Start of READING PASSAGE

That still does not justify the use of HRAR--hitting runs above replacement--which compares each hitter, regardless of position, to 73% of the league average. Basically, this is just a way to give an overall measure of offensive production without regard for position with a low baseline. It doesn't have any real baseball meaning.

A player who creates runs at 90% of the league average could be above-average (if he's a shortstop or catcher, or a great fielder at a less important fielding position), or sub-replacement level (DHs that create 3.5 runs per game are not valuable properties). Every player is chosen because his total value, both hitting and fielding, is sufficient to justify his inclusion on the team. HRAR fails even if you try to justify it with a thought experiment about a world in which defense doesn't matter, because in that case the absolute replacement level (in terms of RG, without accounting for the league average) would be much higher than it is currently.

The specific positional adjustments I use are based on 2002-2011 data. I stick with them because I have not seen compelling evidence of a change in the degree of difficulty or scarcity between the positions between now and then, and because I think they are fairly reasonable. The positions for which they diverge the most from the defensive position adjustments in common use are 2B, 3B, and CF. Second base is considered a premium position by the offensive PADJ (.97), while third base and center field have similar adjustments in the opposite direction (1.03 and 1.02).

Another flaw is that the PADJ is applied to the overall league average RG, which is artificially low for the NL because of pitcher's batting. When using the actual league average runs/game, it's tough to just remove pitchers--any adjustment would be an estimate. If you use the league total of runs created instead, it is a much easier fix.

One other note on this topic is that since the offensive PADJ is a stand-in for average defensive value by position, ideally it would be applied by tying it to defensive playing time. I have done it by outs, though.

The reason I have taken this flawed path is because 1) it ties the position adjustment directly into the RAR formula rather than leaving it as something to subtract on the outside and more importantly 2) there’s no straightforward way to do it. The best would be to use defensive innings--set the full-time player to X defensive innings, figure how Derek Jeter’s innings compared to X, and adjust his PADJ accordingly. Games in the field or games played are dicey because they can cause distortion for defensive replacements. Plate Appearances avoid the problem that outs have of being highly related to player quality, but they still carry the illogic of basing it on offensive playing time. And of course the differences here are going to be fairly small (a few runs). That is not to say that this way is preferable, but it’s not horrible either, at least as far as I can tell.

End of READING PASSAGE
Start of DATA LINES

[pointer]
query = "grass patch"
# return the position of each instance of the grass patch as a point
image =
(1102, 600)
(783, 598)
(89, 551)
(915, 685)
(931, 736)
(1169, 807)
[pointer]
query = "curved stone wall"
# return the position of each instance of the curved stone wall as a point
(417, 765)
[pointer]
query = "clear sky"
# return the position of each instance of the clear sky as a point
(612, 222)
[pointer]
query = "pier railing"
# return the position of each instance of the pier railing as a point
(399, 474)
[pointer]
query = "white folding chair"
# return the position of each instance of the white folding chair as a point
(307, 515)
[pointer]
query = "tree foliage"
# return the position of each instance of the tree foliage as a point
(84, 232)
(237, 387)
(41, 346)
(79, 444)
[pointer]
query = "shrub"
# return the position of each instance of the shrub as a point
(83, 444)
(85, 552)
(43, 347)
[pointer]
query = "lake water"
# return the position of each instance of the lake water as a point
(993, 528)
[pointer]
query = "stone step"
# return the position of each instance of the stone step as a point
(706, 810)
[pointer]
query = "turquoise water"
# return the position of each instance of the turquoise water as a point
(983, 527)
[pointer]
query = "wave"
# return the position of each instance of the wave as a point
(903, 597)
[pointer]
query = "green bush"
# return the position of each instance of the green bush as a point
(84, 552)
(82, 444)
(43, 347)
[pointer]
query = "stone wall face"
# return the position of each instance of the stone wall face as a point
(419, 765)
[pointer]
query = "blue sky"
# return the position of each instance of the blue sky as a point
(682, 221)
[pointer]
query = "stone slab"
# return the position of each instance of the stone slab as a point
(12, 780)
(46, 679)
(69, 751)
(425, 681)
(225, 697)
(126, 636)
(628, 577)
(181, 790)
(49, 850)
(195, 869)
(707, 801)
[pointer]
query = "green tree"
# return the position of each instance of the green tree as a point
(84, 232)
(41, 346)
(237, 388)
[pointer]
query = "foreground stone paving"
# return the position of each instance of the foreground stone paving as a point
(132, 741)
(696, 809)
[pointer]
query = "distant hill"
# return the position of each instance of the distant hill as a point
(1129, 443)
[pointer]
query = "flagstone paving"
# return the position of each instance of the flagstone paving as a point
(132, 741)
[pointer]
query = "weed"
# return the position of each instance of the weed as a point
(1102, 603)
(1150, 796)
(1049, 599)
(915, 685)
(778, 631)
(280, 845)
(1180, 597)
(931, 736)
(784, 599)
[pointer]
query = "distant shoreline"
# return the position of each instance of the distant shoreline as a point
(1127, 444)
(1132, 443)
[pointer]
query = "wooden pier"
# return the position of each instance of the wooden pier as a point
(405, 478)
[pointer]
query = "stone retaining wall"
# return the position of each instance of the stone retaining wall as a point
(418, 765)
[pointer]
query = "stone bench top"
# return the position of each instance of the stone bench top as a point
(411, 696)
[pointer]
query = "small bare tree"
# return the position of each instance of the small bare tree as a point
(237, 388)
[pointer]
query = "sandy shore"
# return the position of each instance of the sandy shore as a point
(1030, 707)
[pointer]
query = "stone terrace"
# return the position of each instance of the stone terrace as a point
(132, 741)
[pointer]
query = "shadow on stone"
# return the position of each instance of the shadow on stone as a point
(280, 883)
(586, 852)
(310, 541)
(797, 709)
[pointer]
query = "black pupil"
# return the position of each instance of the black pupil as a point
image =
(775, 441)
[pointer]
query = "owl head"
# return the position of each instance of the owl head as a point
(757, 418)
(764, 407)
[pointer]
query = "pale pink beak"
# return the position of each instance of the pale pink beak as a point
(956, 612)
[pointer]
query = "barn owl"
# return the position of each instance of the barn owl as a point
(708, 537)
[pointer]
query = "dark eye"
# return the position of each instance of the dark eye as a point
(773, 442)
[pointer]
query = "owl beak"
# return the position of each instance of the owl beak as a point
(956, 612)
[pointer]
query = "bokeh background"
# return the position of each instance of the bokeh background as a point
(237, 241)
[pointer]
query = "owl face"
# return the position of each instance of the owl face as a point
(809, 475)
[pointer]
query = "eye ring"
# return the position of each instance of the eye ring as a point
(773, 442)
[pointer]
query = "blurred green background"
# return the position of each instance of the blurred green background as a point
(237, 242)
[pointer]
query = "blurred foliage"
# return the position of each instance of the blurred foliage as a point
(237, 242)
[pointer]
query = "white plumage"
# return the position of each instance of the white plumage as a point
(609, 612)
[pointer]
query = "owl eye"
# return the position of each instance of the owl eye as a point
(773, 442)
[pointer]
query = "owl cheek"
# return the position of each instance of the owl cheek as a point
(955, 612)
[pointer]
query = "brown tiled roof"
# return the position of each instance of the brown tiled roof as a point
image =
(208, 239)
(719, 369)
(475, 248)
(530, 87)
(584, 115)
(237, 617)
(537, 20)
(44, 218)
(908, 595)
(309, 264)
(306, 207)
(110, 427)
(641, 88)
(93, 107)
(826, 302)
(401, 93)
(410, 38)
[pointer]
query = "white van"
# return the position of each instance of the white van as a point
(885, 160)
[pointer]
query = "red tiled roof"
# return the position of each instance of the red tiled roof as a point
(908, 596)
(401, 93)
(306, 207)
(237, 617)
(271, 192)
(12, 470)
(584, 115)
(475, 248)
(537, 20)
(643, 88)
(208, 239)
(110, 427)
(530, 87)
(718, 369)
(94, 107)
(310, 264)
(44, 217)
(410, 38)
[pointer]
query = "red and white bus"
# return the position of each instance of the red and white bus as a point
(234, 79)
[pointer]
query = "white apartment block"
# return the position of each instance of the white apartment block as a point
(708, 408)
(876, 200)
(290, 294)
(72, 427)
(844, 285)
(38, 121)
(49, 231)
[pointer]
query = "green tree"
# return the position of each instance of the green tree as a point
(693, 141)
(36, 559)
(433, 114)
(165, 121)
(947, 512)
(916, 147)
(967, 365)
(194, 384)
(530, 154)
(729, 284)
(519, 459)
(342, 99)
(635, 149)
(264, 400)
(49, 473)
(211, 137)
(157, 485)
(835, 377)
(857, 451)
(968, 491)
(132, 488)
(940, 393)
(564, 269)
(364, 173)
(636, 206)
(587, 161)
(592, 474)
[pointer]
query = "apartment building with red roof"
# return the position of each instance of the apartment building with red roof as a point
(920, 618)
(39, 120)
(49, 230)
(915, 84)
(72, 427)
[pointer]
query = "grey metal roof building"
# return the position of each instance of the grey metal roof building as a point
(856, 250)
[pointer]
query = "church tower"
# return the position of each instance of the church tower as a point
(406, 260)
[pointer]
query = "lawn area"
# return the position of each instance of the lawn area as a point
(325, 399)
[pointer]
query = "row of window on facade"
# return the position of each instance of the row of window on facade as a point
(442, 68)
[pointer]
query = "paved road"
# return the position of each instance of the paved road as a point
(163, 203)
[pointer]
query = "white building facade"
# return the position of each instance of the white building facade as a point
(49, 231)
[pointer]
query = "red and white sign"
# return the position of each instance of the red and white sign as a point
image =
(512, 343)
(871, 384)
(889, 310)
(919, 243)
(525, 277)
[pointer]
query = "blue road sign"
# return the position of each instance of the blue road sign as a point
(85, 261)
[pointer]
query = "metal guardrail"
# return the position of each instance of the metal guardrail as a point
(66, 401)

End of DATA LINES

:: WORK TO COMPLETE ::
A) According to the baseball passage, HRAR compares each hitter to what percentage of the league average?
B) Gather every line of the rows that contains the string "barn".
The baseball passage has no connection to the rows.

:: PER-TASK OUTPUTS ::
A) 73%

B)
query = "barn owl"
# return the position of each instance of the barn owl as a point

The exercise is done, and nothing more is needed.